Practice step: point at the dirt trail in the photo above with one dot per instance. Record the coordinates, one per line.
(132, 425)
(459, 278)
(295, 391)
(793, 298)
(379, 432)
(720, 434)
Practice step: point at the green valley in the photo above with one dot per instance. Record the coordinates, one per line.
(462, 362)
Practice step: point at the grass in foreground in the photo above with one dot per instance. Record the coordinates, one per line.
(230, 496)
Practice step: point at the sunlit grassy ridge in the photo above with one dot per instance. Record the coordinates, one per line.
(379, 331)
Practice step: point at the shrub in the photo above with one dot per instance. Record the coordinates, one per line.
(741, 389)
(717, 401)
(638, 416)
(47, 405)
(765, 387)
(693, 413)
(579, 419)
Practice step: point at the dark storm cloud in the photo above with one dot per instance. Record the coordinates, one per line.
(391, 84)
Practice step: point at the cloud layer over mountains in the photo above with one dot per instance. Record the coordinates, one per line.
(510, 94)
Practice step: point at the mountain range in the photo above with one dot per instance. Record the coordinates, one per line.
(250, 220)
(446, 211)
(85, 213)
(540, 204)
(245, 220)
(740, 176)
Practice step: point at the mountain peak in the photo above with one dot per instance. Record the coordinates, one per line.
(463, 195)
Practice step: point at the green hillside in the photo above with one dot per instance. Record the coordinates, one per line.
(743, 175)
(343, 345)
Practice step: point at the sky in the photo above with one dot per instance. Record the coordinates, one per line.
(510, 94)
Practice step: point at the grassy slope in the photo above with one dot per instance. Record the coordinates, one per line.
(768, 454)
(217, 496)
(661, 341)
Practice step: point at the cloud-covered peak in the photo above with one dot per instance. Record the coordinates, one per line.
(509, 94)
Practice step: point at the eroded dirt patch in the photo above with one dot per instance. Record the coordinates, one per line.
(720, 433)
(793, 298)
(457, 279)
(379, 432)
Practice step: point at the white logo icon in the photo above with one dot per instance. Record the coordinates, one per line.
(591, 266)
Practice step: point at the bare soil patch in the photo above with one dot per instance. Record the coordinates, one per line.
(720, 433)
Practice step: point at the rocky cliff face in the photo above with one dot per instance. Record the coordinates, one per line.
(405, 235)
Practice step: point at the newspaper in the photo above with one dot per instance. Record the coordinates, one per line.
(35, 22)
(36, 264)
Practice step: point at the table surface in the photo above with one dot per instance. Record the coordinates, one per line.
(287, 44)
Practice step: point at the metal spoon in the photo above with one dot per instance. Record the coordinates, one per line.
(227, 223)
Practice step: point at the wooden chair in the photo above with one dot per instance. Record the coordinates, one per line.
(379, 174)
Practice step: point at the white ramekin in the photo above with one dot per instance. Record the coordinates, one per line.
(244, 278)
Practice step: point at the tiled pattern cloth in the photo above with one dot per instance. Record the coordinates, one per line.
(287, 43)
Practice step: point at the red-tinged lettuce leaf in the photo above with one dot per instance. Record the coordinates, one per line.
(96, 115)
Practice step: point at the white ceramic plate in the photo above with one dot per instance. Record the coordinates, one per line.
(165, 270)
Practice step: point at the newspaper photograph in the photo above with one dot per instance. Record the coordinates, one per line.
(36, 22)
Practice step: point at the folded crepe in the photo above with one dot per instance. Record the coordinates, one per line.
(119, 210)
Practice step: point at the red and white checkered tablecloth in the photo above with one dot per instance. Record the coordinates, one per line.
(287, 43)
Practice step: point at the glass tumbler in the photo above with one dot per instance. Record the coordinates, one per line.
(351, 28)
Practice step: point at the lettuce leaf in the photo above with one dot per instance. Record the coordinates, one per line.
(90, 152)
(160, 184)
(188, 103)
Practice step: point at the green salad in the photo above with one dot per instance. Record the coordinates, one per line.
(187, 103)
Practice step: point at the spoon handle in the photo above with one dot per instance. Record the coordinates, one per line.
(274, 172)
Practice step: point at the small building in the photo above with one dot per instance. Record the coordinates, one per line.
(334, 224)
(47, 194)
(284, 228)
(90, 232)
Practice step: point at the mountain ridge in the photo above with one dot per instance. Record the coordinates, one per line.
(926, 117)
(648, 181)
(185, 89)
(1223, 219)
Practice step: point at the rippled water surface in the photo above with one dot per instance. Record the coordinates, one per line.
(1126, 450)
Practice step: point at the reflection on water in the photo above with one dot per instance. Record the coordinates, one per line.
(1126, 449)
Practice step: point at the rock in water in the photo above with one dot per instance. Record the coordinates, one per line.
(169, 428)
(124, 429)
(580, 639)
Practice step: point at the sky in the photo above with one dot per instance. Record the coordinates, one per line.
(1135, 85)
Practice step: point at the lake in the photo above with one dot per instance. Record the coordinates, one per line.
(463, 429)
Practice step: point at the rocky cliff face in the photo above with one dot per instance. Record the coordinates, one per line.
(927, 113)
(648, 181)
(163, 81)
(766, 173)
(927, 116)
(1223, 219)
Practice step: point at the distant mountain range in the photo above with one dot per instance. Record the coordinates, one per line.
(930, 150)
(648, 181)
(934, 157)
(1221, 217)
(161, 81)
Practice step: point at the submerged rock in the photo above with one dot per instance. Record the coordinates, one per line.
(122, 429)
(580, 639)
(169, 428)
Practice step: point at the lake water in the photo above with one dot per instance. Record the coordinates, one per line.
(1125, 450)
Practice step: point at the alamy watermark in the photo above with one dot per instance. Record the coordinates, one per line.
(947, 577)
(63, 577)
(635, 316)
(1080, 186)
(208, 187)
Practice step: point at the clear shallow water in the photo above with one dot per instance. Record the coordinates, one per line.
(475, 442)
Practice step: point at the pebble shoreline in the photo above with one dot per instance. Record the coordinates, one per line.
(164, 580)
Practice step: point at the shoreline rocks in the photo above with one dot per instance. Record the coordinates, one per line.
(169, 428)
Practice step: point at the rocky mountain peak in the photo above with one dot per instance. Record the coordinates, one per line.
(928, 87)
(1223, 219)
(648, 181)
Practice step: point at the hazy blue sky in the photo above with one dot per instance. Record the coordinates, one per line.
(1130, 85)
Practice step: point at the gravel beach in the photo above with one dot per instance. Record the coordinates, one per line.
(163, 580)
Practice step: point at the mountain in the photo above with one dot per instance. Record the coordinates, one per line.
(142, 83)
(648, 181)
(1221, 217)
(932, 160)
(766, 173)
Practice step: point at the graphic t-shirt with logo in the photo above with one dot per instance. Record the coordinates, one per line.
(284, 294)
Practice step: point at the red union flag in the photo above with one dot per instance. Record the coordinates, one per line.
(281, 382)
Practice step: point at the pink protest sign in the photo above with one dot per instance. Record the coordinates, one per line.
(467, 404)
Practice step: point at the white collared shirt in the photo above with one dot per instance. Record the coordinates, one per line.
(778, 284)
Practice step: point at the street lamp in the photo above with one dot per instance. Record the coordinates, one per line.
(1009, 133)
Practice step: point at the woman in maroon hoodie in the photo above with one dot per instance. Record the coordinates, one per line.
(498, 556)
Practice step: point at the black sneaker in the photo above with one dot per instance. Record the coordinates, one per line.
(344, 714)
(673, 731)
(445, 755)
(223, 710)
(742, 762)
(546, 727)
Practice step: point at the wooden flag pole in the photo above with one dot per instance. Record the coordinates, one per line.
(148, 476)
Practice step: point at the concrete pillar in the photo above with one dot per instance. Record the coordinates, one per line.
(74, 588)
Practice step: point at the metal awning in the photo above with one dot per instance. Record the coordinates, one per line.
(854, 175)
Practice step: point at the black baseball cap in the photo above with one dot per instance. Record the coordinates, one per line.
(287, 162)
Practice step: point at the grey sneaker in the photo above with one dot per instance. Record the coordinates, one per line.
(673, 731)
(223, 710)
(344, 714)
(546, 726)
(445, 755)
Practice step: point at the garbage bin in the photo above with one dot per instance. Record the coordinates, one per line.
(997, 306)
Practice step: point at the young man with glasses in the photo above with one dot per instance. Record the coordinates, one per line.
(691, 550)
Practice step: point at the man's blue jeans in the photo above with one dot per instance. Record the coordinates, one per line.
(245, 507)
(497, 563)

* * * *

> **Task description**:
Retype, without any change, every line from the one with "Practice step: point at the black sneaker" to the bottom of the listing.

> **Answer section**:
Practice step: point at the black sneaker in the photo above with one dot per instance. Record the coordinates, one per line.
(344, 714)
(673, 731)
(445, 755)
(223, 710)
(742, 762)
(546, 727)
Practice step: point at the wooden flag pole in the photo above with one dot per instance. Record the coordinates, one per line.
(148, 476)
Practice step: point at the concrete pillar in the photo above with one dot per instance. Record the coordinates, one per line.
(74, 588)
Practice step: point at the metal awning in the photo above with one dot per instance. Record the coordinates, one per line.
(854, 175)
Practice step: point at the black baseball cap in the photo above with one dot per instance. Record the coordinates, one per line.
(287, 162)
Practice step: point at the grey sneaker in the photo above with one dot per instance. Record the coordinates, one per line.
(673, 731)
(223, 710)
(344, 714)
(546, 726)
(445, 755)
Practice step: point at the garbage bin in the photo above with one dot per instance. Record the coordinates, one per line.
(997, 306)
Practice step: point at the young man with glasses in the photo above with one dot per instance. Record the coordinates, one per line.
(691, 550)
Practice step: point at the man's blue jeans in the photo above with one dot per instance. Record the coordinates, one per line.
(245, 507)
(497, 563)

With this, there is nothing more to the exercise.